• **AIM**:
Can you write out all the lines word for word, with no pictures?

Pointing and labeling entries
====

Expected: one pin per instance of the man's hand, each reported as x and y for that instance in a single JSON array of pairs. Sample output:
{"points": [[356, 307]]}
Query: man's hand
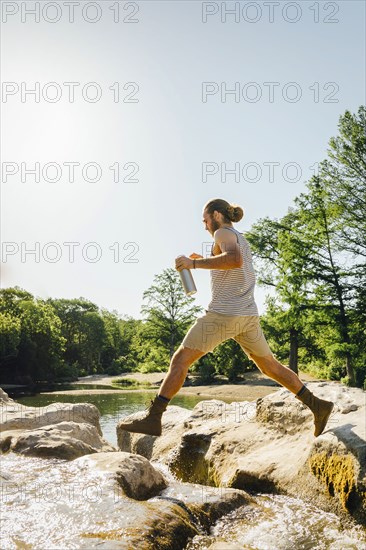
{"points": [[183, 262]]}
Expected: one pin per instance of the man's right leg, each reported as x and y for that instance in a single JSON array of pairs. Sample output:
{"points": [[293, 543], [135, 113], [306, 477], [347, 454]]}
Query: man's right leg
{"points": [[150, 423], [256, 348], [182, 359]]}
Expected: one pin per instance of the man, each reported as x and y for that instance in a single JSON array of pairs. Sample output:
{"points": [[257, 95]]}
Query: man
{"points": [[232, 313]]}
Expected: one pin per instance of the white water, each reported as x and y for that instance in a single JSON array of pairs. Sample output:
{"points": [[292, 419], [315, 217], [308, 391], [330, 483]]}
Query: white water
{"points": [[52, 504]]}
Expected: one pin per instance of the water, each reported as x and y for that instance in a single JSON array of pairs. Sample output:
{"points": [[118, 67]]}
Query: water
{"points": [[44, 505], [112, 406], [280, 523]]}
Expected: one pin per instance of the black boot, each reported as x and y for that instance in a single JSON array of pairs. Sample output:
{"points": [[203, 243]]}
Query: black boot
{"points": [[320, 408], [149, 424]]}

====

• **COMPLETE OUTPUT**:
Expected: one pin per instance of the man's hand, each reported as x and y for that instance in a single JSON array of pairs. Sample output:
{"points": [[356, 307]]}
Query: man's hand
{"points": [[183, 262]]}
Expected: one pin per instance of the man's right leg, each reported as x and y for that instance in a single JSON array of pairs. Sample output:
{"points": [[293, 543], [135, 113], [306, 477], [347, 454]]}
Query: man's right leg
{"points": [[150, 423], [256, 348], [182, 359]]}
Expected: one pin per instance of the man, each reported as x and y for that instance in a single JSON array of pairs. Sample output:
{"points": [[257, 95]]}
Query: man
{"points": [[232, 313]]}
Expected: one pin per instance of the white water, each reported as x and y for that instance in a single JSON array of pairs. Sample output:
{"points": [[292, 419], [315, 217], [308, 391], [330, 483]]}
Query: white water
{"points": [[52, 504]]}
Expected: one pin per instance of the water, each reported as x and y for that instance in a single JSON array of pairs. Sample output:
{"points": [[118, 67]]}
Query: water
{"points": [[44, 505], [112, 406], [280, 523]]}
Expected: one pin per instance of the black boot, each reported as x and y for that instance in a single JSON array of pairs. Sample output:
{"points": [[203, 243]]}
Query: black boot
{"points": [[320, 408], [149, 424]]}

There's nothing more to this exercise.